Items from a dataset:
◇ ◇ ◇
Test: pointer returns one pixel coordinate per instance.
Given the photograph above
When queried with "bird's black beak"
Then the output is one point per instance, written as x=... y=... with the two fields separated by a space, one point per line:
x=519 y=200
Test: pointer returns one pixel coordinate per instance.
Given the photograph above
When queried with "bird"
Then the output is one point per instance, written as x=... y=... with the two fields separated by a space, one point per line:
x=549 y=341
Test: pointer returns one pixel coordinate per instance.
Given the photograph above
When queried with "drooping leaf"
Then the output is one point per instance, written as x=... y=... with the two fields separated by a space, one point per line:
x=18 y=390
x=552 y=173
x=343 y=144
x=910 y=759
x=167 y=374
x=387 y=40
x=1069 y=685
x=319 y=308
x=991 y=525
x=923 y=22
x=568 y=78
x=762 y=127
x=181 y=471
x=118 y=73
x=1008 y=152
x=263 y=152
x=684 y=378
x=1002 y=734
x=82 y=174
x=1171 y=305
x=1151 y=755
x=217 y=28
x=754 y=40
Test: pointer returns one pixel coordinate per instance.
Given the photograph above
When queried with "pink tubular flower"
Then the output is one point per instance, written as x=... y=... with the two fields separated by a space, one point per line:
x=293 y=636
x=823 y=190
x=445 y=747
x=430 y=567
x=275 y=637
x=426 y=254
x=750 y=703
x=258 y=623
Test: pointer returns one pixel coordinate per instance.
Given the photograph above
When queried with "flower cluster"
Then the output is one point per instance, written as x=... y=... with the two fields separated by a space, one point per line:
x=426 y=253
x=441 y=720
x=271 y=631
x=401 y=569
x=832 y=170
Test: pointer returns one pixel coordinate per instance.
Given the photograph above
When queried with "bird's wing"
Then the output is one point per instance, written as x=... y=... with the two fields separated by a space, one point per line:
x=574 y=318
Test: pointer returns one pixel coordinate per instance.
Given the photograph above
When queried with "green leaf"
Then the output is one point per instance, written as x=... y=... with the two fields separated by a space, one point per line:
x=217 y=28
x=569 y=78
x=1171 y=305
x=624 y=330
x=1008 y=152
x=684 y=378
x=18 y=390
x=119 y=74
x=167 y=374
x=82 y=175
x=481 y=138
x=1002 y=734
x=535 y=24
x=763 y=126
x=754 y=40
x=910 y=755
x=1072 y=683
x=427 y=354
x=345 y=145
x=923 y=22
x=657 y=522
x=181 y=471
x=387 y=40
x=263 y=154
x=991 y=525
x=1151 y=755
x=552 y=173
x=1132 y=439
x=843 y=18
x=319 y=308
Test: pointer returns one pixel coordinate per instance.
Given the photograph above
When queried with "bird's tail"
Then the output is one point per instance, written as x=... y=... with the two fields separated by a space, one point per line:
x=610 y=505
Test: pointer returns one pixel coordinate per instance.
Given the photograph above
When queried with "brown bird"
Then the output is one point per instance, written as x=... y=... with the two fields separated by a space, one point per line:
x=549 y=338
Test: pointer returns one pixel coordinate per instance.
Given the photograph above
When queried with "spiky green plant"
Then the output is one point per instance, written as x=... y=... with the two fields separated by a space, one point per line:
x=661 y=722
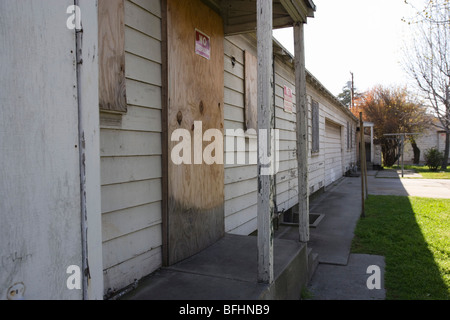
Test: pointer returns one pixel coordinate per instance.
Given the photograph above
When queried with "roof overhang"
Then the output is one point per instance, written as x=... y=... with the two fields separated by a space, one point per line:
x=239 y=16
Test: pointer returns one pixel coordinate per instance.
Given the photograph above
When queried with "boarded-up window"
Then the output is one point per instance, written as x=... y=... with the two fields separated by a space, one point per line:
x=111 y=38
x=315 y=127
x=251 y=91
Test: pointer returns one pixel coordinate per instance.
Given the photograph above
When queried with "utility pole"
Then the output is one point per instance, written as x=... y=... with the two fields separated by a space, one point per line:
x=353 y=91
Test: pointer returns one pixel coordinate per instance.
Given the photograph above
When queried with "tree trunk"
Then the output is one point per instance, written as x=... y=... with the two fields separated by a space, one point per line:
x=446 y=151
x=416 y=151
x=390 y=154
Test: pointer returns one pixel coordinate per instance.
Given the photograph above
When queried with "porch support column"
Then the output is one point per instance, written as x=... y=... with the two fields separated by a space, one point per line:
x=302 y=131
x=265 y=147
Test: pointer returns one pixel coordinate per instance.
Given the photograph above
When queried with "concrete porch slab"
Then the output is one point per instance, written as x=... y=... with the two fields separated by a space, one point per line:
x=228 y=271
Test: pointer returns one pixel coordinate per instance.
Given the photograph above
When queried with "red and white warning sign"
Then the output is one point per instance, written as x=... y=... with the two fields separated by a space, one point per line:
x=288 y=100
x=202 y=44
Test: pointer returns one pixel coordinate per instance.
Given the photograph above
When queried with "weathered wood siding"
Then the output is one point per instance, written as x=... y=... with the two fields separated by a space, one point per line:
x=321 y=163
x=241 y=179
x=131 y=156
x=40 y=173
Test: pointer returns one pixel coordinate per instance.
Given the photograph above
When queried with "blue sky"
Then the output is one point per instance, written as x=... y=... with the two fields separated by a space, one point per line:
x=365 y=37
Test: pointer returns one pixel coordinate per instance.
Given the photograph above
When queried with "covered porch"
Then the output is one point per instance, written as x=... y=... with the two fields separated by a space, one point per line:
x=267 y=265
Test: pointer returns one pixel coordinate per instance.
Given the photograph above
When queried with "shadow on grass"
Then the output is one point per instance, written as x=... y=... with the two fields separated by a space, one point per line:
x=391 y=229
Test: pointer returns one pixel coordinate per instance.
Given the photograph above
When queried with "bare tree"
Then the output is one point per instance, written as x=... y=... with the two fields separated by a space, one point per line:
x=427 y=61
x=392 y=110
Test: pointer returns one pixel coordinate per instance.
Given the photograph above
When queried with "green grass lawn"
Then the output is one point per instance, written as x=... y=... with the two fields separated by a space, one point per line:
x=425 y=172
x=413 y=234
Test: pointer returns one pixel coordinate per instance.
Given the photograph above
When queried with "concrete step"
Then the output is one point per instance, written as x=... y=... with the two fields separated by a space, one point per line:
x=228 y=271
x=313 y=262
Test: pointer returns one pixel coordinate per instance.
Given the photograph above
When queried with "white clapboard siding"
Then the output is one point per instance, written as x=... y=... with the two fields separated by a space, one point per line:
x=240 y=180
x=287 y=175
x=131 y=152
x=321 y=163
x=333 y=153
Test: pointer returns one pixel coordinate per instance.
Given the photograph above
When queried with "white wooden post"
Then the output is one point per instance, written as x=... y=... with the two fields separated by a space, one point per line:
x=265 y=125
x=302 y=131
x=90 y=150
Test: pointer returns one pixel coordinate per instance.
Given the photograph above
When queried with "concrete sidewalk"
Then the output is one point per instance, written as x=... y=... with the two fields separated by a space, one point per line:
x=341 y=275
◇ ◇ ◇
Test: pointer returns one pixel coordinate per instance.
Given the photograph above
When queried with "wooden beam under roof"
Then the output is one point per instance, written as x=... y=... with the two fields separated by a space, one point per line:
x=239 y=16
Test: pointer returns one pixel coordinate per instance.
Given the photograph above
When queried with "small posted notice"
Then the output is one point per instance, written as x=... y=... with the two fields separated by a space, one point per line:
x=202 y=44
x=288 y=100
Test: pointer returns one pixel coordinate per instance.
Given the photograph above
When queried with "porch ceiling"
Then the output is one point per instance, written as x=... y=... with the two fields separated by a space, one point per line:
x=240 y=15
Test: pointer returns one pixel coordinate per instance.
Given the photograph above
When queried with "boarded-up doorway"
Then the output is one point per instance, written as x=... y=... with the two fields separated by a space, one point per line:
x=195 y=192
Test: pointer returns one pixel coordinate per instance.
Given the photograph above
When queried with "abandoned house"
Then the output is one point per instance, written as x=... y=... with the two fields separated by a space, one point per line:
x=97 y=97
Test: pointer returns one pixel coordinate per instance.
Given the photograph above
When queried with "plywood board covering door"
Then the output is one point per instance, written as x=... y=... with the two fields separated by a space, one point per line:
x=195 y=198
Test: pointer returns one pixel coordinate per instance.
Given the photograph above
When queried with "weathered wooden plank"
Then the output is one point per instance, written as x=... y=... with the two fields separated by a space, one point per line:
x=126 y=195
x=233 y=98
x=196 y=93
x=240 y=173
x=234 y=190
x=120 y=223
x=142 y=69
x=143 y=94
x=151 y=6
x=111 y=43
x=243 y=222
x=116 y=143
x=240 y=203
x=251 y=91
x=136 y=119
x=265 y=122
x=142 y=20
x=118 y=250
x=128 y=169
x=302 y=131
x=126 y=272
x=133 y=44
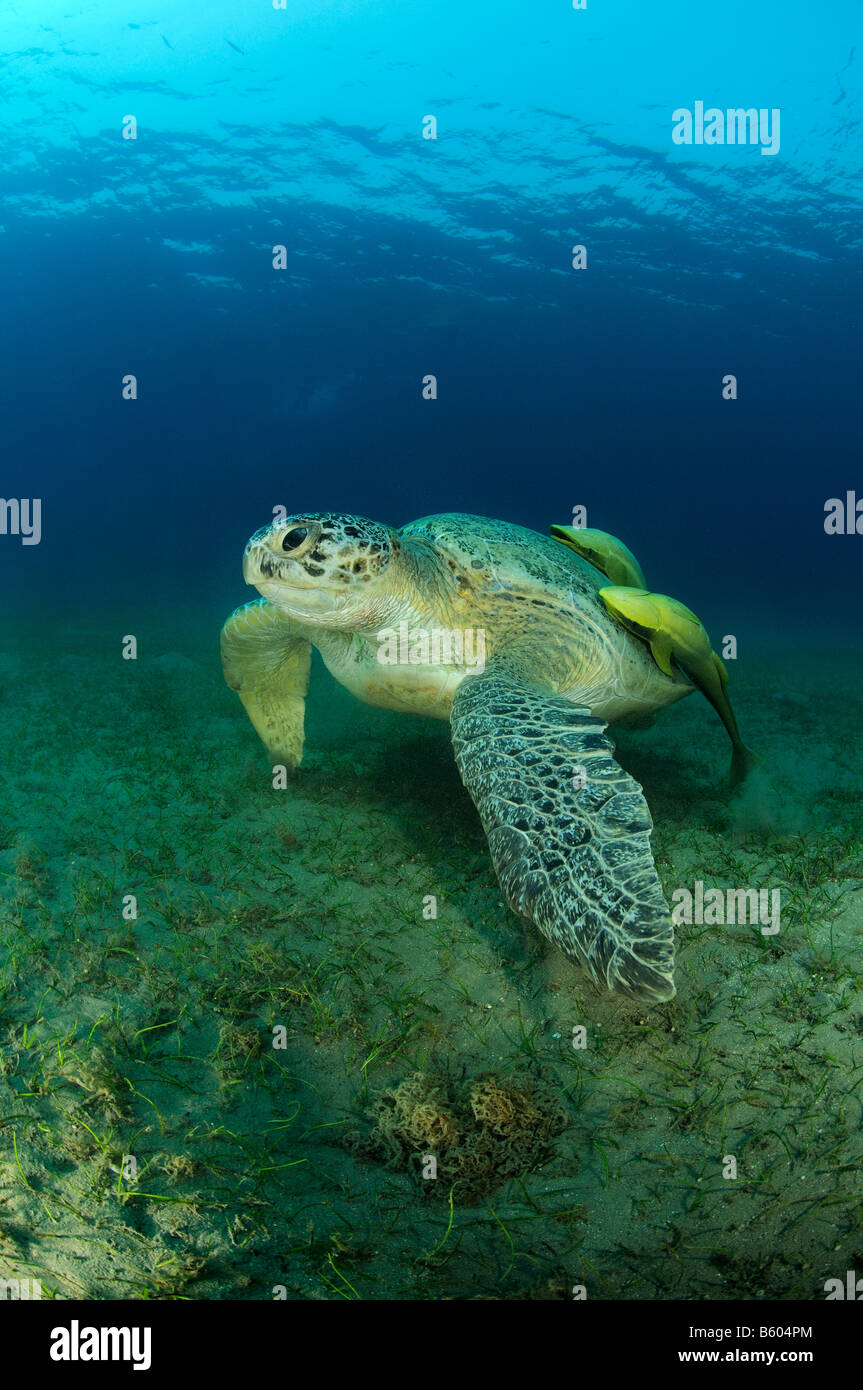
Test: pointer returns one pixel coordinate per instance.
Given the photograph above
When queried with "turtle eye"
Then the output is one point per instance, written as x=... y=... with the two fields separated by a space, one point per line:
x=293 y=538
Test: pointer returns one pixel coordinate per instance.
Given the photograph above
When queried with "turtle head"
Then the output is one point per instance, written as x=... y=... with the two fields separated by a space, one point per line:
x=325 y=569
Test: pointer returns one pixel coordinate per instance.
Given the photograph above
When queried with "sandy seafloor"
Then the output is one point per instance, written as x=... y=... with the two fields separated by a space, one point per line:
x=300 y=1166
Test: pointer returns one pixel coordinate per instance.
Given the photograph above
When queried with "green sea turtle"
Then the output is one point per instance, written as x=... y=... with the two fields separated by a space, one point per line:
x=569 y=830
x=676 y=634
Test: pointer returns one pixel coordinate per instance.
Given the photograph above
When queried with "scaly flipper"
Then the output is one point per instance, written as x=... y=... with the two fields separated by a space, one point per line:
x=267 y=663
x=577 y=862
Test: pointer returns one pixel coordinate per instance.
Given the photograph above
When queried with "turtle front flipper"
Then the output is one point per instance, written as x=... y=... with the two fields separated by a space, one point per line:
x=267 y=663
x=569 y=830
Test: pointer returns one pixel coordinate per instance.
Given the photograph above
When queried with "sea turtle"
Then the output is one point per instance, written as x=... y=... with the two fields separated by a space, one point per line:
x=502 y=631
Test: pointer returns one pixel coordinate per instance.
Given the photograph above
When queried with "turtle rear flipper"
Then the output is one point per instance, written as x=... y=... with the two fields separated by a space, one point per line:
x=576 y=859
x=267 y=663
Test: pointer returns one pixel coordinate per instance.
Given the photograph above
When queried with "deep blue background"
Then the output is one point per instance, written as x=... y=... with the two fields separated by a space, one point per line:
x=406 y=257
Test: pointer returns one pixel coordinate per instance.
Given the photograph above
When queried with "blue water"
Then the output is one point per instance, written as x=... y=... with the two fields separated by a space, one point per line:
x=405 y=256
◇ ◇ ◇
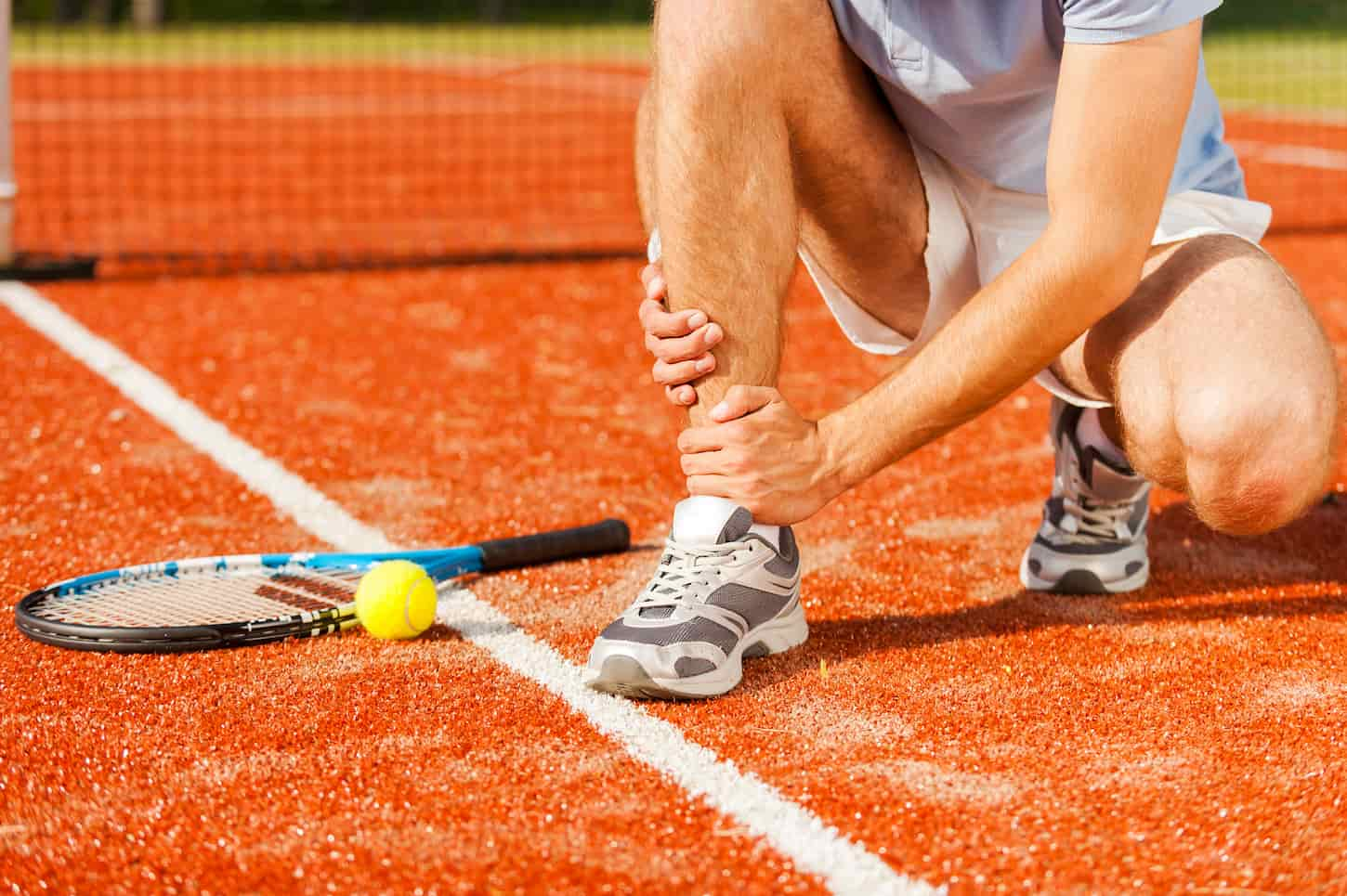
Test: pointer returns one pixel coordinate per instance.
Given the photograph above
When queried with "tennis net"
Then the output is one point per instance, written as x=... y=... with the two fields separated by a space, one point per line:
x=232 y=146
◇ ◇ ◇
• [Brief] Find every line in the records above that contains the word "grass", and copy each of those lines in full.

• [Problem solution]
When queried with "shadow on grass"
When queried with "green grass lawn"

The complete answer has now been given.